MATERIAL FOR THIS TASK —
□ □ □ □ □

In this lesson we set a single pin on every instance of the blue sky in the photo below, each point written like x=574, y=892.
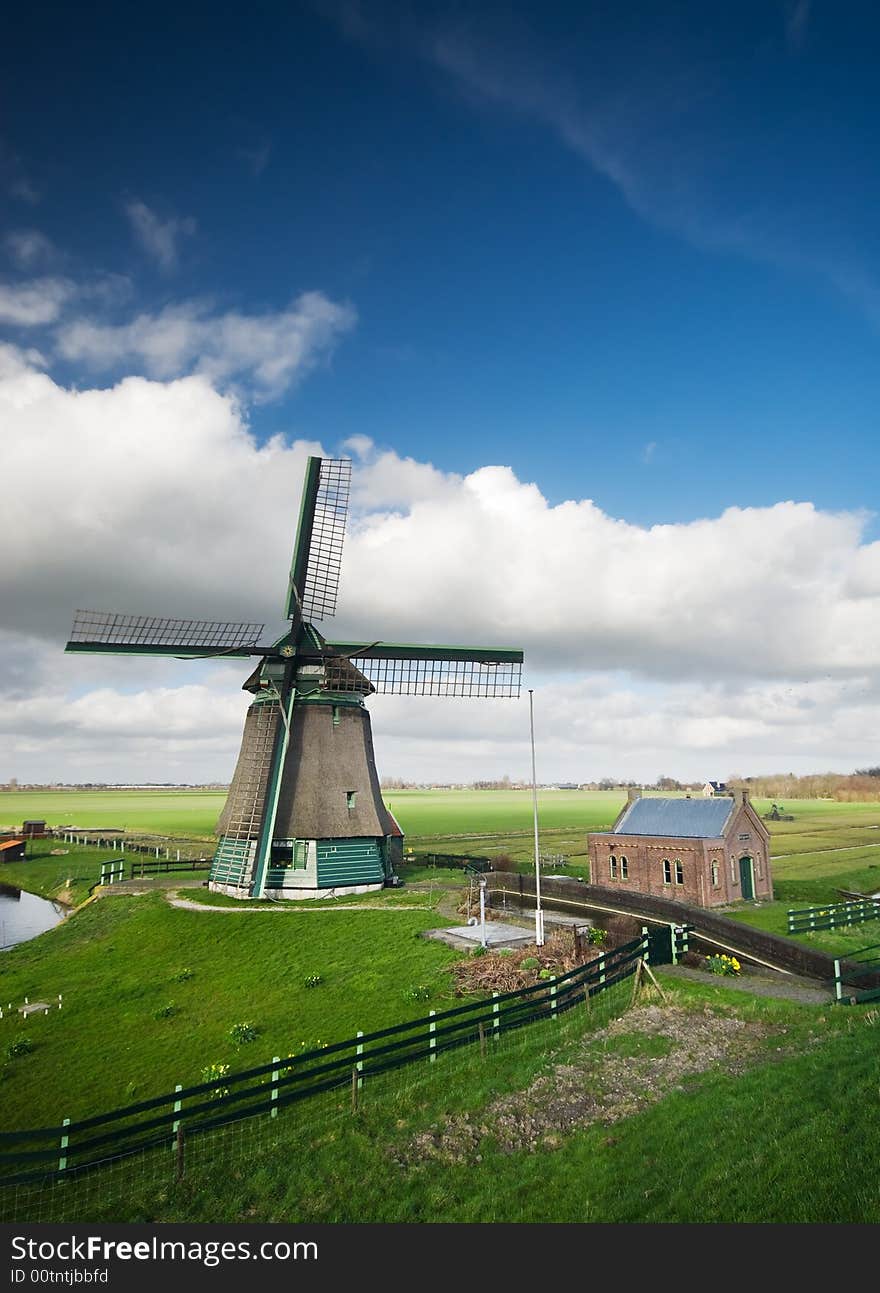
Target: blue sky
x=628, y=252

□ □ □ □ □

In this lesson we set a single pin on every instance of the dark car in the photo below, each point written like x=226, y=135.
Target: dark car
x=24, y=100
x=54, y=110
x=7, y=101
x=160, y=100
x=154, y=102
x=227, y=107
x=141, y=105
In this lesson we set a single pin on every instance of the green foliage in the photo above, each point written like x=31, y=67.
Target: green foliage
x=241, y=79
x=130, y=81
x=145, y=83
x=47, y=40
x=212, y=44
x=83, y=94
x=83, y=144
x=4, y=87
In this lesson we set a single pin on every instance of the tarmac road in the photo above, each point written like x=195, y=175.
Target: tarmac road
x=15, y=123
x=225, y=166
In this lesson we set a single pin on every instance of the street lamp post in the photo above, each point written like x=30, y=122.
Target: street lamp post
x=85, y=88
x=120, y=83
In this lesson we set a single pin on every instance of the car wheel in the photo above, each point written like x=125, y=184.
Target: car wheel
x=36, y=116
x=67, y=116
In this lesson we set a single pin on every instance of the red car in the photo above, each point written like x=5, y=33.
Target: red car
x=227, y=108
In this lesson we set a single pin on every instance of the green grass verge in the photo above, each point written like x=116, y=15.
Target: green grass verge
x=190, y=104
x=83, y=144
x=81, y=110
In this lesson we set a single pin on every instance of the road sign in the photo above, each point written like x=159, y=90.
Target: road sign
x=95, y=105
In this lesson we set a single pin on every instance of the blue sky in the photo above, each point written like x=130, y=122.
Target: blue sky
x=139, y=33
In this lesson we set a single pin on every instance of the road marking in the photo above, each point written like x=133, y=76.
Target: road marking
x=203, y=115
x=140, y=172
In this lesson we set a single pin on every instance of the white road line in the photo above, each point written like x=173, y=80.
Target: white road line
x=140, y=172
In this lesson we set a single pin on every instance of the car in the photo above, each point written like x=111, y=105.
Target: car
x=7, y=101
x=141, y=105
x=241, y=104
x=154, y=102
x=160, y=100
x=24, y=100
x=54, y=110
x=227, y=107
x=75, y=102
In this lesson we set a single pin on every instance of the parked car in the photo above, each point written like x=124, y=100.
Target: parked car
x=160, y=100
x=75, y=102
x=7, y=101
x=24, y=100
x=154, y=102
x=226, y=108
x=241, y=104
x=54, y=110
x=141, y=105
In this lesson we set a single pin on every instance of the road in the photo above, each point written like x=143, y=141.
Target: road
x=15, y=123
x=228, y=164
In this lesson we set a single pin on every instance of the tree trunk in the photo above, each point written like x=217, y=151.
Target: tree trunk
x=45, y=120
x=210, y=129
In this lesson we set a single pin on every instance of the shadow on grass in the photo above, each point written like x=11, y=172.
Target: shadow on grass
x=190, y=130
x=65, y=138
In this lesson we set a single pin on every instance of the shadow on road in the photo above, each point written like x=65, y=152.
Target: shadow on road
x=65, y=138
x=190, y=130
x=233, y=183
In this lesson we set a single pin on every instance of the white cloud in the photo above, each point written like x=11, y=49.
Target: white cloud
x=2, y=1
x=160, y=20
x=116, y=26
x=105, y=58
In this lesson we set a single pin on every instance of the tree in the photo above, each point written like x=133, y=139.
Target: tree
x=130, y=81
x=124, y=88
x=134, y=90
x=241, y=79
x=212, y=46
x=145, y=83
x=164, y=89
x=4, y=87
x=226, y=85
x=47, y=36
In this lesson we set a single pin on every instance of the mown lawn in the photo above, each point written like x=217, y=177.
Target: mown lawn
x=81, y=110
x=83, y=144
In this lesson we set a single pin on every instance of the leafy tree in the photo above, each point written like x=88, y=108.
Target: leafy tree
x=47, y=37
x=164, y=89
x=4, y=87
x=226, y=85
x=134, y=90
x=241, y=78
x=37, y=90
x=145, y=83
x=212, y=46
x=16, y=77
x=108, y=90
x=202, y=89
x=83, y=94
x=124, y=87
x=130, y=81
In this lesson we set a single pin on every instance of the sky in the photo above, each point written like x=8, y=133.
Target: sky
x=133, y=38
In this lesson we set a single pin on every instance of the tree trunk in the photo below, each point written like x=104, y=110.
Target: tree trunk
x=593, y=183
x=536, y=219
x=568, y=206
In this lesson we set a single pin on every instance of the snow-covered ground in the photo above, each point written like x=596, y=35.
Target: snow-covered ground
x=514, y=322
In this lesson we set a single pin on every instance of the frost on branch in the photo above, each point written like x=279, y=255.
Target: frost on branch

□ □ □ □ □

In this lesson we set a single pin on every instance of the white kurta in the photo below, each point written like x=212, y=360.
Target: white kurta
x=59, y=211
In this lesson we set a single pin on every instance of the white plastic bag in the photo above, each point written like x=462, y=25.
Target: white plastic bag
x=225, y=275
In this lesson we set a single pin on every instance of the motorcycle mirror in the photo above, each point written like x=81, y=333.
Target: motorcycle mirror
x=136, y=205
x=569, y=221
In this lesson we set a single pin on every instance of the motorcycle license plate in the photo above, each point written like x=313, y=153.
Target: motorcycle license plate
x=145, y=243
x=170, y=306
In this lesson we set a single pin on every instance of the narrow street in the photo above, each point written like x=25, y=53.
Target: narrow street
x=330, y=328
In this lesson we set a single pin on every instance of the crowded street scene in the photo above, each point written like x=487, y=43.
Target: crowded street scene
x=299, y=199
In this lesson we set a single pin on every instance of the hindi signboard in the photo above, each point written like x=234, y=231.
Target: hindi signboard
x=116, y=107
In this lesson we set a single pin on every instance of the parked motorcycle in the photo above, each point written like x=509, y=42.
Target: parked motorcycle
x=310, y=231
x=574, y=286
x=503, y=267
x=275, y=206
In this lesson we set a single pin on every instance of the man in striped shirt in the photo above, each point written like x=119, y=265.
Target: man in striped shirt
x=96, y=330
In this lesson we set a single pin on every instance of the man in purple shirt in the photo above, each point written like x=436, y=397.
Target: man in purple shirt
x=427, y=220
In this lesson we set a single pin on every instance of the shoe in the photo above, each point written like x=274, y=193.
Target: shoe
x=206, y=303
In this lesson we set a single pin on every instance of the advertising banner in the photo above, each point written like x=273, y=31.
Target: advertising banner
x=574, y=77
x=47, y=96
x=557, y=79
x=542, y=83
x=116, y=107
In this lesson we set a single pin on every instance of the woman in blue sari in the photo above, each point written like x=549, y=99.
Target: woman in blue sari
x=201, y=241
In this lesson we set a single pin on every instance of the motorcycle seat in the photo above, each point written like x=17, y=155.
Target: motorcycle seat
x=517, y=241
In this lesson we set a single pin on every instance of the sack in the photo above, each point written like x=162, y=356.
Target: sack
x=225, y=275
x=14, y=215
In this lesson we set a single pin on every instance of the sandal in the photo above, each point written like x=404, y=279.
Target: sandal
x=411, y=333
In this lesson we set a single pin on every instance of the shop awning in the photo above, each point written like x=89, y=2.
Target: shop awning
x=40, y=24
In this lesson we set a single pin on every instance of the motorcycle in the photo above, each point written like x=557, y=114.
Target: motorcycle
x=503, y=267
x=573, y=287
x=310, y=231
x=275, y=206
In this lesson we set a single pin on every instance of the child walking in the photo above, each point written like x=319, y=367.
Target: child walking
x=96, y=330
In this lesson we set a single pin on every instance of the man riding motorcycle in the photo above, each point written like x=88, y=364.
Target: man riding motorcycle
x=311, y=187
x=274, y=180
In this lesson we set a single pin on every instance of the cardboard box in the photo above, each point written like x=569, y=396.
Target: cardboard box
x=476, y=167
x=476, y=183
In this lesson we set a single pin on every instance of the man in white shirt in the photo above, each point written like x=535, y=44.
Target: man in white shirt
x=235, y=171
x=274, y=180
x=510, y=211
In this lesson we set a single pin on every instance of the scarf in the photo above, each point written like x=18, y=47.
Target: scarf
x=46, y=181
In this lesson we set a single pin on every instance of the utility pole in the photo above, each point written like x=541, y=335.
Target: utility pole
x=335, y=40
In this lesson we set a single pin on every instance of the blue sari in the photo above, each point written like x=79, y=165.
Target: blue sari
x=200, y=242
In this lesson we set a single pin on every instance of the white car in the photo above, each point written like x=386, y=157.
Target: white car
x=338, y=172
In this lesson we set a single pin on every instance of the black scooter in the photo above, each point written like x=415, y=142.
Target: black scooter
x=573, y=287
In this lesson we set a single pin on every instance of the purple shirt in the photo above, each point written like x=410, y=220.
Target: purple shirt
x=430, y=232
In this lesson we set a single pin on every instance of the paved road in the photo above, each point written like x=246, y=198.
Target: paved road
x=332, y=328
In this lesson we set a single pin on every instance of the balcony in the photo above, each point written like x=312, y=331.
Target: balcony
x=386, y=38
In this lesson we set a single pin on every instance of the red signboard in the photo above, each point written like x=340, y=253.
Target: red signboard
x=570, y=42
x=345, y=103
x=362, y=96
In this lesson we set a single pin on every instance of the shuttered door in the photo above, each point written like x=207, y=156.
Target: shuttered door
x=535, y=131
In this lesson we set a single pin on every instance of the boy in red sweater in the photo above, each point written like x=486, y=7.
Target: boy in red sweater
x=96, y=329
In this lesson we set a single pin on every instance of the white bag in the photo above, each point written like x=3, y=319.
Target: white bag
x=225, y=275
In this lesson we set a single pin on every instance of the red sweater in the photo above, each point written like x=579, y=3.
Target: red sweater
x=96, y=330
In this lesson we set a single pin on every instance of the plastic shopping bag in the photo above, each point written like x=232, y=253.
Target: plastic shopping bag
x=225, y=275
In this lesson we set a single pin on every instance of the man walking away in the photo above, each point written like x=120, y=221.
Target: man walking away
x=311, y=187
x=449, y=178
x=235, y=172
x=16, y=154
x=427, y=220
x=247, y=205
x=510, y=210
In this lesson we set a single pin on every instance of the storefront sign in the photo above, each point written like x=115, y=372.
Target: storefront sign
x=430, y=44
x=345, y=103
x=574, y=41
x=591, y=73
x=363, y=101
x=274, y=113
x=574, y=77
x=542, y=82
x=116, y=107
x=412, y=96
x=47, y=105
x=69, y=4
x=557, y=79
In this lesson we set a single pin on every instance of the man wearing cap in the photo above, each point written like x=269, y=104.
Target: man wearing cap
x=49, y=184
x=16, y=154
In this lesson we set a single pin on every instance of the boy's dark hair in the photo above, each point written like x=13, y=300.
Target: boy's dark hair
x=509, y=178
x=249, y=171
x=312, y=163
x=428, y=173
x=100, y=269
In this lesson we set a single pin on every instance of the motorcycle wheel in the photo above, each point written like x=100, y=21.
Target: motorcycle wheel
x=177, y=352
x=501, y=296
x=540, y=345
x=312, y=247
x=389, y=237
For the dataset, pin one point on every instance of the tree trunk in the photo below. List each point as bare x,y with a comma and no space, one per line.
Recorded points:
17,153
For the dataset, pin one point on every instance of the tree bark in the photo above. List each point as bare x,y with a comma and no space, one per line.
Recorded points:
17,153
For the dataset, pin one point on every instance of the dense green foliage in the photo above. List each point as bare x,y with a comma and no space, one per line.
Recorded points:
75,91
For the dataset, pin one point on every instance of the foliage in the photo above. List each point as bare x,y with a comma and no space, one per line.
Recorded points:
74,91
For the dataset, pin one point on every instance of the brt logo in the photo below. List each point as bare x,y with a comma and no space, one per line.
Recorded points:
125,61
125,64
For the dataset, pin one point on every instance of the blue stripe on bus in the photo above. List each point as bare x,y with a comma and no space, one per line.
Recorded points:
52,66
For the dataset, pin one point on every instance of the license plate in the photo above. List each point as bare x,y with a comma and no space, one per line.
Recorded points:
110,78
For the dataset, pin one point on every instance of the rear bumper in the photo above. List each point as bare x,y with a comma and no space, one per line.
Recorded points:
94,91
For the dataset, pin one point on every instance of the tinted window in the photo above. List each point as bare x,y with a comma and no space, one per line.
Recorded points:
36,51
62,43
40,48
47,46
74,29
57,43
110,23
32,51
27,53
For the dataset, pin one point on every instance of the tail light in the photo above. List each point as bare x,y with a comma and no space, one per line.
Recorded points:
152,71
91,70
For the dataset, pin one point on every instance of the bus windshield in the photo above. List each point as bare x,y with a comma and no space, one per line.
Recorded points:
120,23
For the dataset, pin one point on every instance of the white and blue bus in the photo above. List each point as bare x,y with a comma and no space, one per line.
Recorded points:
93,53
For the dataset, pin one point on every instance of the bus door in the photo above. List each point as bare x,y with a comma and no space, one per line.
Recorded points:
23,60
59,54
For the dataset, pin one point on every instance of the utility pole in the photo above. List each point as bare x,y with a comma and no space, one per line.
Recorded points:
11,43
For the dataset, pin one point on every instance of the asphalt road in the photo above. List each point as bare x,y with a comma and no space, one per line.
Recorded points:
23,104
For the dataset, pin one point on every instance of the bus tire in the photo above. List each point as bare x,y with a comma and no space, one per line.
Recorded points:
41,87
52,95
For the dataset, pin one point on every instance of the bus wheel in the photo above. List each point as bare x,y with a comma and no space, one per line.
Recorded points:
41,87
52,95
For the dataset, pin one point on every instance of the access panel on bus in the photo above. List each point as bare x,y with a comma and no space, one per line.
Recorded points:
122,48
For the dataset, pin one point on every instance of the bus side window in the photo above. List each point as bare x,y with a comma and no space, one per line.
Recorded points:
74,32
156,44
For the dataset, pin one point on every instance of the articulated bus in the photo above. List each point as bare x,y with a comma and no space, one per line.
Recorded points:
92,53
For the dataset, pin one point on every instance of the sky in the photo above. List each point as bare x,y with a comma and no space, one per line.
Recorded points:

□ □ □ □ □

YOUR INSTRUCTIONS — Wherever a line of the data holds "below", copy that line.

RESULT FOR THIS EXERCISE —
In this lesson we set a single pin on every instance of the blue sky in the photo below, each point written like x=574, y=892.
In this lesson we set a single pin on every instance of the dark car in the photo below, each point written like x=226, y=135.
In this lesson we set a single pin on every instance of the tree trunk in the photo below, each point written like x=104, y=110.
In this lesson we set a single pin on every instance of the white kurta in the photo below, each point written like x=212, y=360.
For the dataset, pin one point on every instance of the tree trunk in the photo below. List each point as bare x,y with a comma and no space, one per line.
For the dataset, pin one point on every instance of the brt logo in the photo below. List each point as bare x,y with a comma and no space, one per line.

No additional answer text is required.